Do you remember the Back to the Future films? I do. I loved them; the concept of time travel was very intriguing to me as a kid, and the costumes, sets, and plot strands made for great viewing. I even started dressing like Michael J. Fox’s character Marty McFly! And who can forget his line, “You made a time machine…out of a Delorean?!

The creator of that car, John Delorean, was considered somewhat of a working class hero. By the age of forty, he was head of Pontiac, then four years later was promoted to head of Chevrolet, which he essentially saved. He then wrote a book that criticized his parent company General Motors for putting profits before people. Not long after, he was arrested for conspiracy to traffic narcotics after evidence suggested he had plotted to transport cocaine inside the doors of Delorean cars during shipment overseas. However, Hustler publisher Larry Flynt had obtained further evidence showing that not only was the plan concocted by the American government who were lobbied by their car company friends, but that John Delorean had rejected these proposals towards making more money, in spite of the fact that FBI agents had threatened to kill his daughter. With this evidence, Larry Flynt did time for contempt of court having revealed the information, but at least John Delorean had his sentence significantly reduced. Screwing people for your corporate pals and threatening to kill their kids is certainly an alternative lifestyle, I guess.

Speaking of alternative lifestyles, cutting and now piercing as well has been demonized by the likes of Dr David Graham from New York, and people have been thrown behind bars just for the way they look. Now, my personal opinion is that for a lot of people, piercings and scarrification and such just spoils their natural beauty, but some others do suit it, and hey, whatever floats your boat. And it always did make me laugh when people with their ears pierced grimaced at others with parts of their faces pierced; it’s all tribal, baby! What’s the difference?

Todd Bertrang made his living in body modification, which included piercing and genital cutting. Of course, these were all done with the consent of those undergoing the treatment. Nonetheless, those in power were clearly upset by him, and FBI agents reared their ugly heads and disguised themselves as a wealthy Arabian couple looking to have their daughters’ genitals modified (or mutilated, if you like). Bertrang wasn’t interested, but when they came back with an offer or twenty million dollars, he responded with “I’ll think about it.” Well, the FBI raided his home, where they found “obscene photographs” (which were actually examples of healed genitalia after his handiwork), “child pornography” (which was his partner’s album picture of her toddler running around without clothes on), and a gun. With all this, he was thrown into prison, along with his partner.

* * * * * * * * *

▶ [WHAT NEEDS TO BE DONE]
Please say whether each statement below agrees with the extract, answering yes or no and quoting the words of the extract that decide it.
1. John Delorean ran Chevrolet before he ran Pontiac.
2. Larry Flynt did time for contempt of court.
3. Todd Bertrang's partner was also sent to prison.

▶ [DATA SECTION]
* * * * * * * * *

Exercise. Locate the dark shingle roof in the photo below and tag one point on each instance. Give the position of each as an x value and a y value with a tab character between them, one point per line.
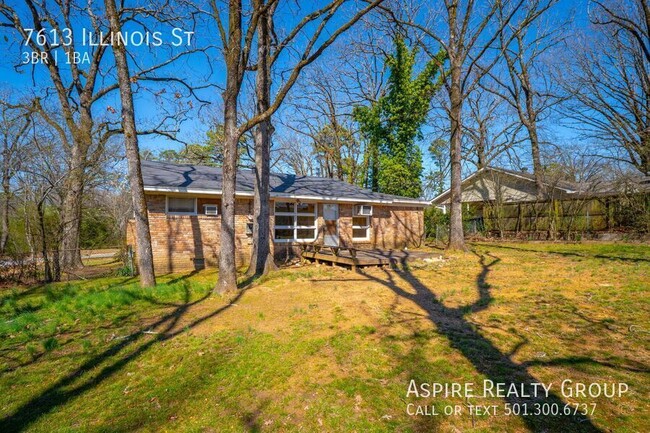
165	176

* * * * * * * * *

▶ [FINISHED ANSWER]
1. No: "By the age of forty, he was head of Pontiac, then four years later was promoted to head of Chevrolet"
2. Yes: "Larry Flynt did time for contempt of court having revealed the information"
3. Yes: "he was thrown into prison, along with his partner"